Reproduce the records below in their entirety, character for character.

====== Record list

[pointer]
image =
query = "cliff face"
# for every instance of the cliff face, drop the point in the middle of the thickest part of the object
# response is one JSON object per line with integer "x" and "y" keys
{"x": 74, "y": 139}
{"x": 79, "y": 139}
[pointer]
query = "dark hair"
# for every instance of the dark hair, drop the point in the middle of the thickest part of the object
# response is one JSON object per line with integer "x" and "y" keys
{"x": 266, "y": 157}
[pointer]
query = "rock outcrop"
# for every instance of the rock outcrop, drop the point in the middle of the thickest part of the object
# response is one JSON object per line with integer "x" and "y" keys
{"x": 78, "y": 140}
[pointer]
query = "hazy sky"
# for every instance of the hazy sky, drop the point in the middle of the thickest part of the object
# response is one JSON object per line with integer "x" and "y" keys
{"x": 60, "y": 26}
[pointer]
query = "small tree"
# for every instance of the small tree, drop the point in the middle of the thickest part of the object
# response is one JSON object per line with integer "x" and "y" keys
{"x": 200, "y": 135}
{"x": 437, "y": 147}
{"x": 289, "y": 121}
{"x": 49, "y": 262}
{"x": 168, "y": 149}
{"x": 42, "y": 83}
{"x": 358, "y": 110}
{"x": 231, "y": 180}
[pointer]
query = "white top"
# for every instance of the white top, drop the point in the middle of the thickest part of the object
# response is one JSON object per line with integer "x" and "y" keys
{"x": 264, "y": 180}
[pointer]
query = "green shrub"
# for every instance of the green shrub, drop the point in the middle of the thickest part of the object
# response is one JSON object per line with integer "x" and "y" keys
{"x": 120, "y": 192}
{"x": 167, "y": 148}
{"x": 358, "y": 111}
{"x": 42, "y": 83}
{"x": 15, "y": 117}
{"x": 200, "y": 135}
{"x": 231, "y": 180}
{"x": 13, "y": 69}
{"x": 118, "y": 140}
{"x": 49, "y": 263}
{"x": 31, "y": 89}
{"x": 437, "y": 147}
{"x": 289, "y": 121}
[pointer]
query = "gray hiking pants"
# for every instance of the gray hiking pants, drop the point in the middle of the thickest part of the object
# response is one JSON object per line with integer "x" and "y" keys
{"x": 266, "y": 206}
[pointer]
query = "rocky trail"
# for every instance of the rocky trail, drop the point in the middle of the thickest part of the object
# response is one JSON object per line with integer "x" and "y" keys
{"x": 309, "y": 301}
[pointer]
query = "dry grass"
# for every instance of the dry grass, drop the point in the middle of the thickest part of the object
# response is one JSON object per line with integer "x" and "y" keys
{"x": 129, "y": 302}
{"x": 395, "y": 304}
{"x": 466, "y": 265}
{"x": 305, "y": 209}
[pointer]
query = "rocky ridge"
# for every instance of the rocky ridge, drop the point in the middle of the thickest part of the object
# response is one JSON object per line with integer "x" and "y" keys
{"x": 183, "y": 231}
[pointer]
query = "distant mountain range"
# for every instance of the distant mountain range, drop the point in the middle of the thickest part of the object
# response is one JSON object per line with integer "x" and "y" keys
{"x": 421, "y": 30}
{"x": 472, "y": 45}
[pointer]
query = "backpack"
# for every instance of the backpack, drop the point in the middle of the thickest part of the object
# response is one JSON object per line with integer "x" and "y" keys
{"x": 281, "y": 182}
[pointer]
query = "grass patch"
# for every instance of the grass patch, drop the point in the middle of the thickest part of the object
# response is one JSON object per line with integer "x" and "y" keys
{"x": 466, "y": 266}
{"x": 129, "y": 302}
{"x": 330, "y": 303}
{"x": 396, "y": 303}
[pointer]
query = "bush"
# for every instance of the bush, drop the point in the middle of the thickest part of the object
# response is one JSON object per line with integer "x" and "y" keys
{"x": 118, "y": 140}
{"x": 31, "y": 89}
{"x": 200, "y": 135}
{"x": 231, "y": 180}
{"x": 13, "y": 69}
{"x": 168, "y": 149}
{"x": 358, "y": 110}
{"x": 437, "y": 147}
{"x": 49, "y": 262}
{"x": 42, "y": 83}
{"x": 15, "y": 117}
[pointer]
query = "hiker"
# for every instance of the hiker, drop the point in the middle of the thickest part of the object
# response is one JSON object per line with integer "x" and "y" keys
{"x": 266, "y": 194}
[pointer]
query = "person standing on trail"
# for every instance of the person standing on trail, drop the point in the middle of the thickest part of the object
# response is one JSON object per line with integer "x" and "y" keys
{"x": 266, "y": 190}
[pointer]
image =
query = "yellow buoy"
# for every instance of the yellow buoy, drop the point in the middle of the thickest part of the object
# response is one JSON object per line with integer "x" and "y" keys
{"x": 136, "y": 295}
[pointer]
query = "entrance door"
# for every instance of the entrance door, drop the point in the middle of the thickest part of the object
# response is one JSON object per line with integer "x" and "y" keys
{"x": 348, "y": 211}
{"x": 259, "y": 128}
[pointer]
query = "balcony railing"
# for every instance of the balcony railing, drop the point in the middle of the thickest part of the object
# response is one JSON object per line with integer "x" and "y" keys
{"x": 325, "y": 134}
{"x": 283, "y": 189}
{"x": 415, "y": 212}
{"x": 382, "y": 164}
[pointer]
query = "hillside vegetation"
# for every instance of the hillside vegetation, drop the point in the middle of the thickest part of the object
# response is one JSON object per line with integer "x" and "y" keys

============

[Output of the exercise]:
[pointer]
image =
query = "cliff face"
# for every instance of the cliff face, drop the point in the middle of the thickest part of the object
# response is one JSON object per line with integer "x" and "y" keys
{"x": 74, "y": 139}
{"x": 79, "y": 139}
[pointer]
query = "dark hair"
# for every instance of the dark hair, drop the point in the middle of the thickest part of the object
# response is one JSON object per line with integer "x" and "y" keys
{"x": 266, "y": 157}
[pointer]
query = "rock outcrop"
# for every instance of the rock outcrop, drop the point in the middle of the thickest part of the object
# response is one JSON object per line with integer "x" and "y" keys
{"x": 78, "y": 140}
[pointer]
query = "hazy sky"
# for every instance of the hazy sky, drop the point in the middle of the thickest part of the object
# response is one JSON object per line with integer "x" and "y" keys
{"x": 60, "y": 26}
[pointer]
query = "small tree"
# for every instance of the small tree, drop the point in the middle of the thickest part of the object
# response is one JSON object per line with integer "x" and "y" keys
{"x": 200, "y": 135}
{"x": 437, "y": 147}
{"x": 289, "y": 121}
{"x": 49, "y": 262}
{"x": 168, "y": 149}
{"x": 42, "y": 83}
{"x": 358, "y": 110}
{"x": 231, "y": 180}
[pointer]
query = "white top"
# for every instance of the white top, drop the point in the middle of the thickest part of the object
# response is one JSON object per line with integer "x" and "y" keys
{"x": 264, "y": 180}
[pointer]
query = "green shrub"
# for every instance of the green shrub, drop the point in the middle of the thickest part of the object
# response is one JSON object per line with integer "x" and "y" keys
{"x": 120, "y": 192}
{"x": 167, "y": 148}
{"x": 358, "y": 111}
{"x": 42, "y": 83}
{"x": 15, "y": 117}
{"x": 200, "y": 135}
{"x": 231, "y": 180}
{"x": 13, "y": 69}
{"x": 118, "y": 140}
{"x": 49, "y": 263}
{"x": 31, "y": 89}
{"x": 437, "y": 147}
{"x": 289, "y": 121}
[pointer]
query = "gray hiking pants"
# for every instance of the gray hiking pants, drop the point in the middle of the thickest part of the object
# response is one JSON object per line with integer "x" and "y" keys
{"x": 266, "y": 206}
[pointer]
query = "rocky trail"
# for every instance of the rocky trail, drop the point in the middle of the thickest part of the object
# response is one JSON object per line with integer "x" and "y" keys
{"x": 309, "y": 301}
[pointer]
query = "dry grass"
# for every instance of the dry grass, drop the point in the middle of the thickest part of the object
# response is one JSON object per line with integer "x" and "y" keys
{"x": 129, "y": 302}
{"x": 395, "y": 304}
{"x": 466, "y": 265}
{"x": 305, "y": 209}
[pointer]
query = "rocky ridge"
# for every instance of the rocky ridge, drop the point in the middle of the thickest part of the object
# response is one JSON object per line with integer "x" and "y" keys
{"x": 183, "y": 231}
[pointer]
query = "distant mountain range"
# for every instance of the distant mountain range, drop the point in the middle of the thickest part of the object
# response is one JSON object per line with integer "x" and "y" keys
{"x": 421, "y": 30}
{"x": 472, "y": 45}
[pointer]
query = "backpack"
# for every instance of the backpack, drop the point in the middle of the thickest part of the object
# response is one JSON object per line with integer "x" and "y" keys
{"x": 281, "y": 182}
[pointer]
query = "grass patch"
# for every instance of the grass patch, drop the point in the middle of the thickest part of the object
# response is one JSON object per line with integer "x" and "y" keys
{"x": 466, "y": 266}
{"x": 129, "y": 302}
{"x": 330, "y": 303}
{"x": 396, "y": 303}
[pointer]
query = "bush"
# for every instance of the bush, drop the point in the middle of the thickest part of the object
# response is one JSON object per line with integer "x" and "y" keys
{"x": 118, "y": 140}
{"x": 31, "y": 89}
{"x": 200, "y": 135}
{"x": 231, "y": 180}
{"x": 13, "y": 69}
{"x": 168, "y": 149}
{"x": 358, "y": 110}
{"x": 437, "y": 147}
{"x": 49, "y": 262}
{"x": 42, "y": 83}
{"x": 15, "y": 117}
[pointer]
query = "hiker"
# for every instance of the hiker, drop the point in the middle of the thickest part of the object
# response is one JSON object per line with integer "x" and "y" keys
{"x": 266, "y": 194}
[pointer]
query = "person standing on trail"
# for every instance of the person standing on trail, drop the point in the middle of the thickest part of the object
# response is one JSON object per line with integer "x" and "y" keys
{"x": 266, "y": 190}
[pointer]
image =
query = "yellow buoy"
# for every instance of the yellow buoy, drop the point in the middle of the thickest part of the object
# response is one JSON object per line with integer "x" and "y" keys
{"x": 136, "y": 295}
[pointer]
query = "entrance door"
# for every instance of the entrance door, drop the point in the middle of the thickest part of the object
# response is one JSON object per line with integer "x" and "y" keys
{"x": 348, "y": 211}
{"x": 259, "y": 128}
[pointer]
query = "balcony railing"
# for every instance of the balcony railing, drop the point in the middle of the thickest part of the object
# response is one JSON object per line with integer "x" and "y" keys
{"x": 325, "y": 134}
{"x": 283, "y": 189}
{"x": 415, "y": 212}
{"x": 382, "y": 164}
[pointer]
query = "hillside vegetation"
# for every instance of the hillside vegetation, drop the point in the middle of the thickest part of the object
# response is one JSON object per line with integer "x" and "y" keys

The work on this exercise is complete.